┌─ EXERCISE INPUT

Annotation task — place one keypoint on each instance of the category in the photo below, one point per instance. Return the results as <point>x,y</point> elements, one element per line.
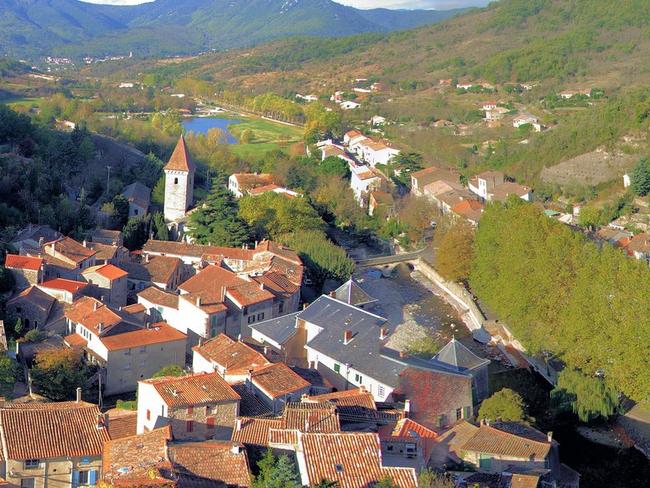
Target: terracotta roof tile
<point>156,334</point>
<point>16,261</point>
<point>67,429</point>
<point>159,297</point>
<point>233,356</point>
<point>352,460</point>
<point>180,159</point>
<point>193,390</point>
<point>277,380</point>
<point>108,271</point>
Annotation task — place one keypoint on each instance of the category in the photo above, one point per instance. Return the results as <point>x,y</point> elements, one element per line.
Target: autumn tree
<point>456,252</point>
<point>505,405</point>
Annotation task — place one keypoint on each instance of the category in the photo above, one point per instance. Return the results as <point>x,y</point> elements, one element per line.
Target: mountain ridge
<point>32,28</point>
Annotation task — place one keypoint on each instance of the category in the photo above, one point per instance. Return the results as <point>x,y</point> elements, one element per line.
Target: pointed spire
<point>180,160</point>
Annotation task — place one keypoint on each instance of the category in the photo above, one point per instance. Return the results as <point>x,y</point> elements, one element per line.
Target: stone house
<point>196,407</point>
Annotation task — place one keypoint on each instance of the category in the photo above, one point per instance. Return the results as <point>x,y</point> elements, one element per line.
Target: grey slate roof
<point>279,329</point>
<point>350,292</point>
<point>364,352</point>
<point>458,357</point>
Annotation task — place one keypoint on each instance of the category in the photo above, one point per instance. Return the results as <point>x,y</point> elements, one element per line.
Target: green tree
<point>57,373</point>
<point>640,177</point>
<point>8,375</point>
<point>171,370</point>
<point>504,405</point>
<point>589,397</point>
<point>7,281</point>
<point>456,252</point>
<point>217,221</point>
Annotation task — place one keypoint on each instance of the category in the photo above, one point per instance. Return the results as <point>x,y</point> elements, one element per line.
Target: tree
<point>456,252</point>
<point>57,373</point>
<point>430,479</point>
<point>504,405</point>
<point>217,222</point>
<point>276,472</point>
<point>8,375</point>
<point>7,281</point>
<point>640,177</point>
<point>590,397</point>
<point>171,370</point>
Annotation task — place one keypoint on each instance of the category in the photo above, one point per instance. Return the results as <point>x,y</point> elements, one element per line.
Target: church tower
<point>179,183</point>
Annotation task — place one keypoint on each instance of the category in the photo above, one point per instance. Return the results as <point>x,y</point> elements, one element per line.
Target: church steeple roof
<point>180,160</point>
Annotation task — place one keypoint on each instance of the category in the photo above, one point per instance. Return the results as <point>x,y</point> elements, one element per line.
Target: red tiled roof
<point>16,261</point>
<point>63,284</point>
<point>108,271</point>
<point>526,444</point>
<point>352,460</point>
<point>156,334</point>
<point>234,356</point>
<point>195,389</point>
<point>277,380</point>
<point>66,429</point>
<point>180,159</point>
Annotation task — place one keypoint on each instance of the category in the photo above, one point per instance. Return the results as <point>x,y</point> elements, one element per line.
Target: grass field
<point>266,136</point>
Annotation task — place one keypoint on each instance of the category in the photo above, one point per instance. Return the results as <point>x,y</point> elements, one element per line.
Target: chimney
<point>347,336</point>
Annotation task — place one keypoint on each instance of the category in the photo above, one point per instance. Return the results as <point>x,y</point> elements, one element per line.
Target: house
<point>52,444</point>
<point>231,359</point>
<point>164,272</point>
<point>179,183</point>
<point>109,283</point>
<point>424,177</point>
<point>65,291</point>
<point>153,459</point>
<point>65,258</point>
<point>32,237</point>
<point>32,306</point>
<point>349,105</point>
<point>524,119</point>
<point>364,180</point>
<point>196,407</point>
<point>484,183</point>
<point>241,184</point>
<point>350,459</point>
<point>126,348</point>
<point>139,197</point>
<point>639,247</point>
<point>26,270</point>
<point>458,358</point>
<point>381,202</point>
<point>470,210</point>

└─

(REQUIRED ACTION) Every entry should be written out word for word, except for its pictures.

(TASK OUTPUT)
Annotation task — place one keypoint on each instance of the category in the photo below, one point per instance. Return the results as <point>x,y</point> elements, one element per line.
Target: terracotta roof tile
<point>156,334</point>
<point>16,261</point>
<point>67,429</point>
<point>159,297</point>
<point>233,356</point>
<point>352,460</point>
<point>180,159</point>
<point>193,390</point>
<point>277,380</point>
<point>108,271</point>
Annotation task — place one keypoint on each instance of the category in the photo above, one point per instance. Return the results as <point>x,y</point> elements, one element per line.
Target: autumn tree
<point>456,252</point>
<point>505,405</point>
Annotation task — place one keypoint on each instance of the category in the photo above, one point per instance. Return the results as <point>x,y</point> elements, one element per line.
Target: mountain ridge
<point>32,28</point>
Annotation task — place one keypoint on each instance of the category in the photo above, one point per instance. Return the results as <point>x,y</point> elements, one element per line.
Target: pointed spire
<point>180,160</point>
Annotation task — place one keypoint on each instance of the category in the photo above, one point per instance. Return the results as <point>x,y</point> elements, one element per line.
Target: stone house
<point>196,407</point>
Annotation task — place one keypoint on each instance of the category in the photo above, one point per instance. Return the results as <point>x,y</point> elements, one element per line.
Target: grey slate roof
<point>279,329</point>
<point>350,292</point>
<point>364,352</point>
<point>458,357</point>
Annotation task — place one keypoint on each instance of the category in the photo above, one point per instance. Return the results as <point>x,y</point> elements, one element per line.
Target: green tree
<point>57,373</point>
<point>640,177</point>
<point>8,375</point>
<point>171,370</point>
<point>504,405</point>
<point>589,397</point>
<point>7,281</point>
<point>456,252</point>
<point>217,221</point>
Annotation task — place one keypoint on each instance of the category in the photo above, one point per instance. Return the results as <point>x,y</point> elements, one element per line.
Target: tree
<point>456,252</point>
<point>57,373</point>
<point>430,479</point>
<point>504,405</point>
<point>217,222</point>
<point>276,472</point>
<point>8,375</point>
<point>7,281</point>
<point>640,177</point>
<point>590,397</point>
<point>171,370</point>
Annotation task — place one keypoint on each instance of the category in the photo above, one point per instance. Return the results as <point>x,y</point> elements, one element per line.
Target: church tower
<point>179,183</point>
Annotation task — place one keypoint on each instance of the category in the photo above, one point per instance. Return the results as <point>x,y</point> elements, one element per line.
Target: church steeple roof
<point>180,160</point>
Annotation task — place one keypoint on each instance of the category in the photo above, one point per instance. Return the results as <point>x,y</point> elements, one element per line.
Target: red tiled roof
<point>16,261</point>
<point>63,284</point>
<point>108,271</point>
<point>526,444</point>
<point>352,460</point>
<point>156,334</point>
<point>234,356</point>
<point>195,389</point>
<point>277,380</point>
<point>66,429</point>
<point>180,159</point>
Annotation task — place one keypoint on each instance of the category in the photo above, one point per instance. Return the results as <point>x,y</point> elements, one element per line.
Target: grass field
<point>266,136</point>
Annotation task — place one keypoint on each instance of the category in the photo above, one point per instance. Return the results as <point>x,y</point> elements, one element per line.
Target: chimney
<point>347,336</point>
Annotation task — place one keypoint on each instance of the category in the photo above, one point per instance. Return the results as <point>x,y</point> elements, one element per line.
Target: house
<point>52,444</point>
<point>231,359</point>
<point>164,272</point>
<point>179,183</point>
<point>109,283</point>
<point>424,177</point>
<point>65,291</point>
<point>153,459</point>
<point>65,258</point>
<point>32,237</point>
<point>32,306</point>
<point>349,105</point>
<point>524,119</point>
<point>364,180</point>
<point>196,407</point>
<point>484,183</point>
<point>241,184</point>
<point>350,459</point>
<point>126,348</point>
<point>139,197</point>
<point>639,247</point>
<point>26,270</point>
<point>458,358</point>
<point>381,202</point>
<point>470,210</point>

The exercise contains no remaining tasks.